=== Begin Enclosure ===

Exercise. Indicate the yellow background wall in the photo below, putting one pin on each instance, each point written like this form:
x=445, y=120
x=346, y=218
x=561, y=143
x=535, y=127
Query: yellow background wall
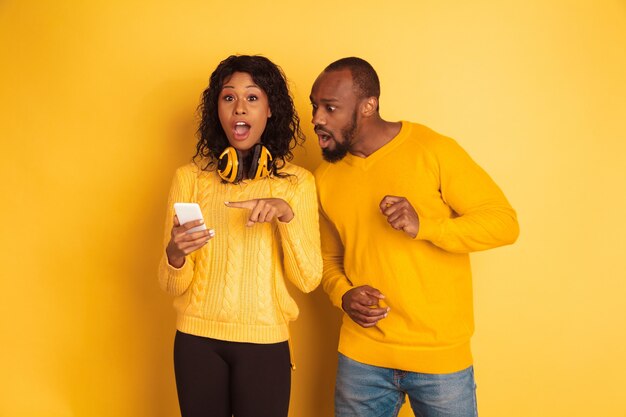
x=97, y=103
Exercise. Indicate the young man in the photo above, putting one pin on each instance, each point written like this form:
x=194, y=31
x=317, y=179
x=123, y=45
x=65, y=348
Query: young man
x=402, y=207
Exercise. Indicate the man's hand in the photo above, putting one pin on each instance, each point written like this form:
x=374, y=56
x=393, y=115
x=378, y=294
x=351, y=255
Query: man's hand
x=400, y=214
x=361, y=304
x=264, y=210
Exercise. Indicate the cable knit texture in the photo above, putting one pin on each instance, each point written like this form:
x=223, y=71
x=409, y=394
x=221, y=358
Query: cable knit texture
x=234, y=287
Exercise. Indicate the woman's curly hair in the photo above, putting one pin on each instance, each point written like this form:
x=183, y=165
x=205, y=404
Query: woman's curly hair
x=282, y=132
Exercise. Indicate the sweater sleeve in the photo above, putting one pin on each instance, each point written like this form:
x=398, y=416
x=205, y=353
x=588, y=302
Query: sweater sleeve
x=482, y=217
x=300, y=237
x=334, y=281
x=176, y=280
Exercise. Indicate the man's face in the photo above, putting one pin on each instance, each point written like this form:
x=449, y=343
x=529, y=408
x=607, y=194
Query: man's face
x=334, y=105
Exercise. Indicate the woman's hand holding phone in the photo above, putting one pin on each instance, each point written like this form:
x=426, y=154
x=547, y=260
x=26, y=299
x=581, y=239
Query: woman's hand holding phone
x=187, y=237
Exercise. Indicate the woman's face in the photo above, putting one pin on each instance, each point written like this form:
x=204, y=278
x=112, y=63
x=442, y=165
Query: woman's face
x=243, y=109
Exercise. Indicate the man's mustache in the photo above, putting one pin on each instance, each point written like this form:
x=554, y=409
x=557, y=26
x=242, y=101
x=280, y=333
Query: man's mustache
x=318, y=129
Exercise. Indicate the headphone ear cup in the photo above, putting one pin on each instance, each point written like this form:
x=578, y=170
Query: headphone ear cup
x=230, y=165
x=261, y=162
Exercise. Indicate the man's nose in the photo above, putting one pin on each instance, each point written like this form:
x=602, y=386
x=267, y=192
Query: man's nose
x=318, y=119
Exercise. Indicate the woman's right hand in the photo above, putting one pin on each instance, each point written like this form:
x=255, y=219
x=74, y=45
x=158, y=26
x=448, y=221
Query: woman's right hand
x=182, y=243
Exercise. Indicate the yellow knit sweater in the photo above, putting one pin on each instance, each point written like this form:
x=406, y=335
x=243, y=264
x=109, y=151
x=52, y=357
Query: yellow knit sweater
x=234, y=287
x=426, y=280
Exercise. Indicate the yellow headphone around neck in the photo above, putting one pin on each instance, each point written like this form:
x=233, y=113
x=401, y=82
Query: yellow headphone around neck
x=230, y=166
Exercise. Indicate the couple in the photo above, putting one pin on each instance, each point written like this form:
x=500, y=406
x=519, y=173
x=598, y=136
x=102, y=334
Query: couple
x=400, y=208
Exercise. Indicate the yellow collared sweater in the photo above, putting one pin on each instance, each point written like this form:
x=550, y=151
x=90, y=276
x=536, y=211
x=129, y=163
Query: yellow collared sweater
x=234, y=287
x=426, y=280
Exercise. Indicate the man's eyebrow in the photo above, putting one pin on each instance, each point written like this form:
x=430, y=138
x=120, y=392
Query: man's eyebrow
x=325, y=100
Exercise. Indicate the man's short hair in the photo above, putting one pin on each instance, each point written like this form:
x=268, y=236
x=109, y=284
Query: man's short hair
x=364, y=76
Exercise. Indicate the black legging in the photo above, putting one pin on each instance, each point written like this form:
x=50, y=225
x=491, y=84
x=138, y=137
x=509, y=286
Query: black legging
x=215, y=378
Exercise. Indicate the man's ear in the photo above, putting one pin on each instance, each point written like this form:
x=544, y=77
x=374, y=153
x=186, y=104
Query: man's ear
x=369, y=106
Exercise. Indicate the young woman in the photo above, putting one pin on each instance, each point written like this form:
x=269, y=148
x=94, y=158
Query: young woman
x=231, y=352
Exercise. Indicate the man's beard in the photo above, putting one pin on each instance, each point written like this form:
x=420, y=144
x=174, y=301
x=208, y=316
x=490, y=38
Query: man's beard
x=341, y=149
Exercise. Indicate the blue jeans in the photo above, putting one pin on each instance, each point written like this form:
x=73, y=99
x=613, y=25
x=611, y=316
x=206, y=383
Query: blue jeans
x=370, y=391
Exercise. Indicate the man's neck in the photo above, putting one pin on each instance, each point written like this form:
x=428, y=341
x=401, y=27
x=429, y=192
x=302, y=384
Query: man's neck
x=373, y=135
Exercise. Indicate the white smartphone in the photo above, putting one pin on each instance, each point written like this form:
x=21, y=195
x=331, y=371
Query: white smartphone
x=187, y=212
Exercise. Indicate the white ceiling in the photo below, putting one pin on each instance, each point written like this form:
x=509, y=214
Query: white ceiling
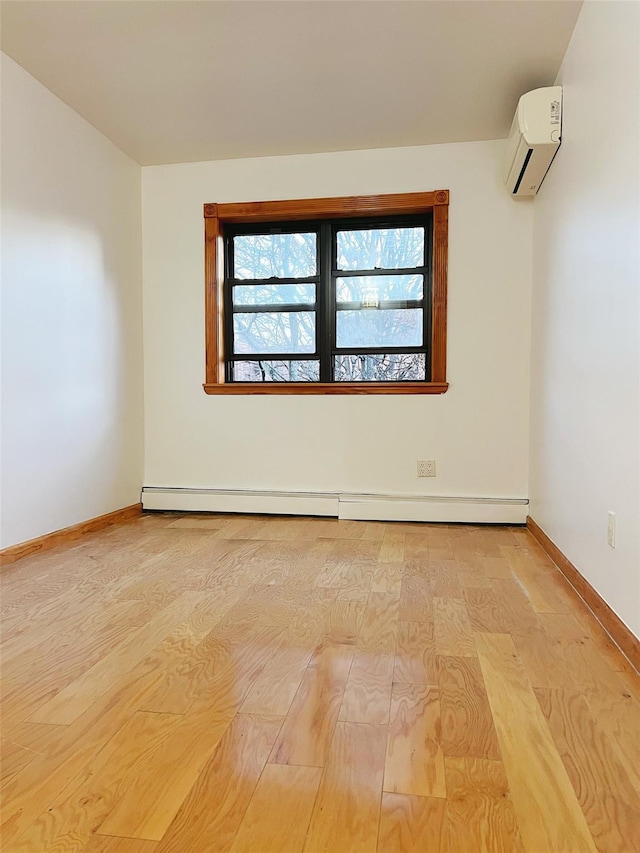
x=175, y=80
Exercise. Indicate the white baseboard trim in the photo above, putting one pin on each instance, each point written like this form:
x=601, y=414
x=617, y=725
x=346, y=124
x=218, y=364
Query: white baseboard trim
x=344, y=506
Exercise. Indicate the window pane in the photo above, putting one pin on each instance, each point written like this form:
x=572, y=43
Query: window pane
x=372, y=289
x=276, y=371
x=283, y=331
x=393, y=367
x=274, y=294
x=383, y=248
x=400, y=327
x=280, y=255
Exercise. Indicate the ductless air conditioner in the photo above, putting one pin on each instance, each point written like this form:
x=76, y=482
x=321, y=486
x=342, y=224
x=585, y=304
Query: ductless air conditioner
x=534, y=140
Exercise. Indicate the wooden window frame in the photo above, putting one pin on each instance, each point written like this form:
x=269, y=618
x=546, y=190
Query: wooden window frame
x=216, y=216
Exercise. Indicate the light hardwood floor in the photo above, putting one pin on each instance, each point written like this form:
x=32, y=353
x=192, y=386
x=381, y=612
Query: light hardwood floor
x=191, y=683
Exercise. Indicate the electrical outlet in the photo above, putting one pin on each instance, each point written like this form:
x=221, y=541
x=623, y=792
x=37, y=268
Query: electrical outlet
x=426, y=467
x=611, y=529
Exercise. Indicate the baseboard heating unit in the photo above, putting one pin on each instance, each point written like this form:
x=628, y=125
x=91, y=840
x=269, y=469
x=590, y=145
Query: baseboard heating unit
x=358, y=507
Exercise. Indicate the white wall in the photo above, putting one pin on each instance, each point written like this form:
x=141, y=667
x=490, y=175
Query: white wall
x=477, y=431
x=586, y=312
x=72, y=394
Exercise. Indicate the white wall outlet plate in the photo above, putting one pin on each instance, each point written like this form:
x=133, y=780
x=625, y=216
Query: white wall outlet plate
x=611, y=529
x=426, y=467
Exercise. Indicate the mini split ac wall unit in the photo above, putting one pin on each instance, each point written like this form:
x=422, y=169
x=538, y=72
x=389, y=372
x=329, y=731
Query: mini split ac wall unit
x=533, y=141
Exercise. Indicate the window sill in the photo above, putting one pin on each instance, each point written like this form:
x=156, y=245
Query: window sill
x=326, y=388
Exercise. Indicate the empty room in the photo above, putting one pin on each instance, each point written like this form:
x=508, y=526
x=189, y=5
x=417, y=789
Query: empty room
x=320, y=428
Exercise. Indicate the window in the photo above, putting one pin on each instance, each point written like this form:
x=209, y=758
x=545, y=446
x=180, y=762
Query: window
x=327, y=295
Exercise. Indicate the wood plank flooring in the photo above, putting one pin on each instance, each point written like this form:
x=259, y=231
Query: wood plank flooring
x=211, y=683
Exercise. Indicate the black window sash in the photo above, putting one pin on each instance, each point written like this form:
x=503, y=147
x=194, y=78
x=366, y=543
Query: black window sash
x=326, y=305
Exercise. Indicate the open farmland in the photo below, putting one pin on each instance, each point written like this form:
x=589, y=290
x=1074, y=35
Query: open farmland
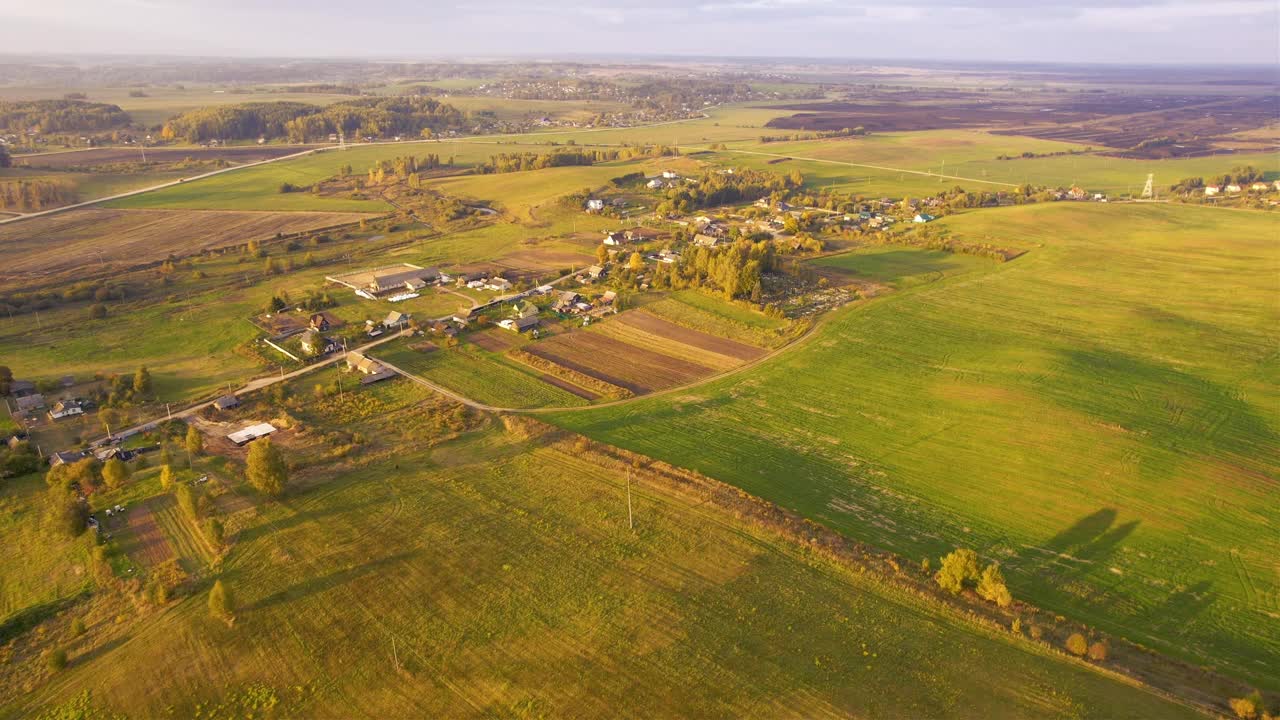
x=74, y=159
x=1115, y=388
x=890, y=164
x=703, y=313
x=480, y=376
x=492, y=575
x=901, y=267
x=639, y=369
x=259, y=187
x=63, y=241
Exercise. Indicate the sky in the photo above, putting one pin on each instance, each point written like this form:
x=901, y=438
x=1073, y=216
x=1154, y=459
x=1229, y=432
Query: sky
x=1075, y=31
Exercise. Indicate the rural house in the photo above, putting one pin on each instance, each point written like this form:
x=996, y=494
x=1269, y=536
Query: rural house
x=65, y=409
x=28, y=402
x=364, y=364
x=251, y=433
x=402, y=281
x=323, y=322
x=566, y=301
x=640, y=235
x=443, y=328
x=315, y=343
x=65, y=458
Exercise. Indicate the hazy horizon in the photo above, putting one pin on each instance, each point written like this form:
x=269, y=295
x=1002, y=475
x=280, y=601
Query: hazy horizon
x=1011, y=31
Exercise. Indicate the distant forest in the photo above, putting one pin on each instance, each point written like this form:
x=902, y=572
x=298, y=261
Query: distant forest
x=60, y=115
x=301, y=122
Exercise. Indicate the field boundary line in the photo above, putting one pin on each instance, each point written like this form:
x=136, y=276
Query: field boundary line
x=311, y=151
x=927, y=173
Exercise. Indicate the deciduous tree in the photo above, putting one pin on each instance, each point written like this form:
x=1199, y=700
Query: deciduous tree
x=992, y=587
x=1077, y=645
x=115, y=473
x=222, y=605
x=265, y=468
x=195, y=441
x=959, y=568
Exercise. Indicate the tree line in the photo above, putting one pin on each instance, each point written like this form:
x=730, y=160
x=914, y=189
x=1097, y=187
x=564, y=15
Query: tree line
x=302, y=122
x=726, y=188
x=561, y=158
x=31, y=195
x=60, y=115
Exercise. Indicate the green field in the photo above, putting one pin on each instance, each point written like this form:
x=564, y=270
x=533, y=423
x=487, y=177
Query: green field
x=700, y=311
x=494, y=577
x=903, y=267
x=480, y=376
x=1102, y=415
x=257, y=188
x=970, y=158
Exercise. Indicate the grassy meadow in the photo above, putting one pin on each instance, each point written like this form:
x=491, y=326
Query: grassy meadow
x=479, y=574
x=1100, y=415
x=970, y=155
x=480, y=376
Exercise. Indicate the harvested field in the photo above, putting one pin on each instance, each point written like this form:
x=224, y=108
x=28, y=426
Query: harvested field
x=493, y=340
x=654, y=324
x=618, y=363
x=114, y=155
x=568, y=387
x=149, y=545
x=528, y=264
x=68, y=240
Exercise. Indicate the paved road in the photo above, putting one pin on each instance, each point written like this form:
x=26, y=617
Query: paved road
x=161, y=186
x=490, y=139
x=252, y=386
x=268, y=381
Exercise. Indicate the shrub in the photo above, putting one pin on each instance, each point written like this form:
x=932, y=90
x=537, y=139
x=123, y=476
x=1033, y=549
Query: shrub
x=58, y=660
x=958, y=569
x=114, y=473
x=187, y=501
x=214, y=532
x=1077, y=645
x=992, y=587
x=220, y=602
x=1098, y=651
x=266, y=469
x=1247, y=707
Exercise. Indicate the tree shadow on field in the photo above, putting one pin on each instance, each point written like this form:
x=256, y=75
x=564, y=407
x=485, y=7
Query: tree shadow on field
x=304, y=516
x=323, y=583
x=1091, y=541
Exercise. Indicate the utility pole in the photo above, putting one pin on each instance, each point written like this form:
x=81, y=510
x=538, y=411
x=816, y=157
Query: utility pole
x=631, y=522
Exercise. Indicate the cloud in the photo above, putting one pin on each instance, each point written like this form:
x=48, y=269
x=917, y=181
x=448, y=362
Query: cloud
x=963, y=30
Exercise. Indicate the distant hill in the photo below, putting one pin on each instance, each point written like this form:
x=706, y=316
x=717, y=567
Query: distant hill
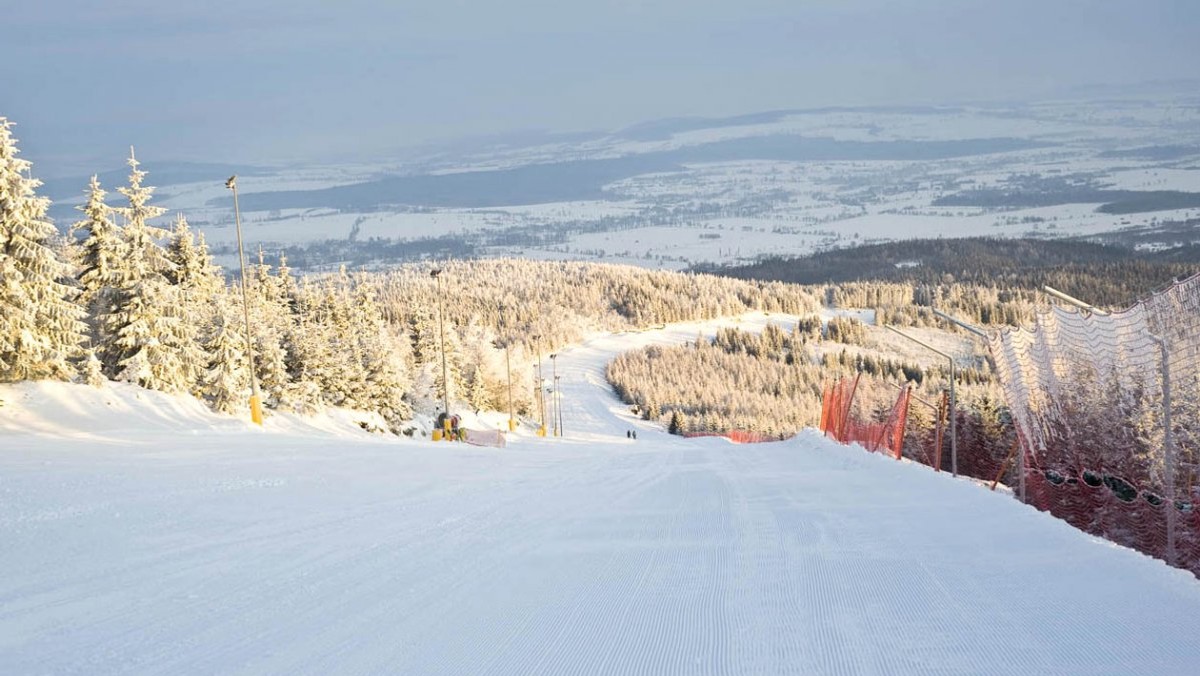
x=1101, y=274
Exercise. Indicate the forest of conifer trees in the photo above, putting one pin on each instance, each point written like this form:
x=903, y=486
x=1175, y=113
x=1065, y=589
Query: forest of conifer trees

=== End Enclosure ===

### Work request
Locate the word "below" in the entries, and copy every line where it is found.

### Task response
Exercise. Indicate the yellow background wall in the photo below, putting one pin on each instance, each point written like this form:
Exercise. Indicate the white ceiling in the photo below, putting one pin on each instance, each point written like this form:
Exercise. Indicate the open farmland in the photo below, putting one pin on each instance, each point written like this form:
Exercise. Indicate the distant hill in the photo below, putting one pin on each instance, each point written like this form:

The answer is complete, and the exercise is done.